_WHAT THE TASK REQUIRES_
Can you rewrite the part of the records that opens with the line containing "Query: goose head" and runs through the end of the records as a two-column CSV with columns "query" and "answer"? Give one row per record, put each value in its own quoted field, and change any line breaks to spaces.

[Excerpts of pointing data]
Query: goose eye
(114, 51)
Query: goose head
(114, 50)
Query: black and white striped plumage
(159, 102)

_ANSWER TO THIS PROBLEM_
query,answer
"Query: goose head","(114, 50)"
"Query: black and white striped plumage","(159, 102)"